Short problem
Copy out exactly the lines from the one containing "Please indicate the right" to the end of the records below, both included, and nothing else.

** start of Exercise inputs **

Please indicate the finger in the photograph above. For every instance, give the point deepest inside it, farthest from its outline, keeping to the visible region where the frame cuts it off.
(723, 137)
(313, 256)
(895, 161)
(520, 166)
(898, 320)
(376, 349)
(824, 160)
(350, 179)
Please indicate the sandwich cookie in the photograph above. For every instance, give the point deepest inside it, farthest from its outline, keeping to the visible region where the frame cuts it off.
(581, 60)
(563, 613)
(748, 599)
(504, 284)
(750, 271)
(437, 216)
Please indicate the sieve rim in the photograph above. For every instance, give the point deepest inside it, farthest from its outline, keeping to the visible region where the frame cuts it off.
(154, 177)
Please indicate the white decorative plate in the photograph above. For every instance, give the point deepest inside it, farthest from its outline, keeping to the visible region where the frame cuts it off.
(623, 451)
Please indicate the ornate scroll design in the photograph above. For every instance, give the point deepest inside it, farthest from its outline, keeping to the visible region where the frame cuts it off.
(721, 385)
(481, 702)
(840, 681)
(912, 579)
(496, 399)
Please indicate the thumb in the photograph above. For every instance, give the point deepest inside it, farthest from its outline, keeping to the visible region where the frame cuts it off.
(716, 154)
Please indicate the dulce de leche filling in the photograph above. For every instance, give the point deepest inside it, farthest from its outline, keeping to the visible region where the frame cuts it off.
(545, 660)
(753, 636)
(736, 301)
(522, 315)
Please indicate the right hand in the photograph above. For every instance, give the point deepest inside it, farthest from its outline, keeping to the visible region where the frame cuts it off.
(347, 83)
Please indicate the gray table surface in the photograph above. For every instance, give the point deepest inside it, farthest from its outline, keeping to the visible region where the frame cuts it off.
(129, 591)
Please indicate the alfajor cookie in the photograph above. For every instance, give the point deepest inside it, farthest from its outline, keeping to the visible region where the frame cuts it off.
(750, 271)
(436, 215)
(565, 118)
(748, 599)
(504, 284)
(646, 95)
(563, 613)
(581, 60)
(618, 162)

** end of Exercise inputs **

Exercise result
Please indicate the right hand in the photograph above. For every instance, give the point deepest inside it, farthest from its outline, keeping to the visible region where the frame cuts it off.
(347, 83)
Please indicate the gray table surface in the photograph above. For every instance, give the point deepest inside it, farthest from its outline, keeping to the visible region where the frame cuts it off.
(129, 591)
Please indicate the alfajor cookie in the photograph above. For every instance, give the point deepest inside it, farthest from its outline, keeping to the visible region where the frame cuts it off.
(750, 271)
(436, 215)
(565, 118)
(748, 599)
(504, 284)
(646, 95)
(563, 613)
(581, 60)
(618, 162)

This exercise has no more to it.